**Short exercise**
Please repeat the listing below word for word, with every line unchanged.

(Stored dataset items)
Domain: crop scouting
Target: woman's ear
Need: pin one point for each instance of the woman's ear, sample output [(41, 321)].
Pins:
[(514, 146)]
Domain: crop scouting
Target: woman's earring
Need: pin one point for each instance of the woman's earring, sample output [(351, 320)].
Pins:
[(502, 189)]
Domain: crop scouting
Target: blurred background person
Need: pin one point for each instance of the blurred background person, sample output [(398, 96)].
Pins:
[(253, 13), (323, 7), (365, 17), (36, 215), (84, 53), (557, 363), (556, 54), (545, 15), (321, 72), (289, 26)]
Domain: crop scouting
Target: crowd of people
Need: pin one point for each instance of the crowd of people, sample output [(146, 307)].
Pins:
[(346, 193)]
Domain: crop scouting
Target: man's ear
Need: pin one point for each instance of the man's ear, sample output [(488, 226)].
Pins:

**Finished answer**
Domain: crop scouting
Target: woman's ear
Need: pin one point for each instance of the woman's ear, sample output [(41, 321)].
Pins:
[(514, 146)]
Domain: crop scouting
Target: woman's earring
Need: pin one point for each instance of the woman's earring, sample output [(351, 320)].
Pins:
[(502, 189)]
Domain: crop scouting
Target: blurred background person
Need: pin one point for each instance of the blurred background person, sample output [(398, 96)].
Pins:
[(253, 13), (323, 7), (365, 17), (36, 215), (84, 53), (557, 363), (556, 54), (545, 15), (321, 72), (289, 26)]
Domain: crop scouting
Target: crowd of people
Need: pin one point for each instance of the crowd of people, sample output [(146, 307)].
Pins:
[(346, 193)]
Domain: crop scouting
Target: man's ear
Need: pin one point for each instance of the man's ear, sample output [(488, 226)].
Pins:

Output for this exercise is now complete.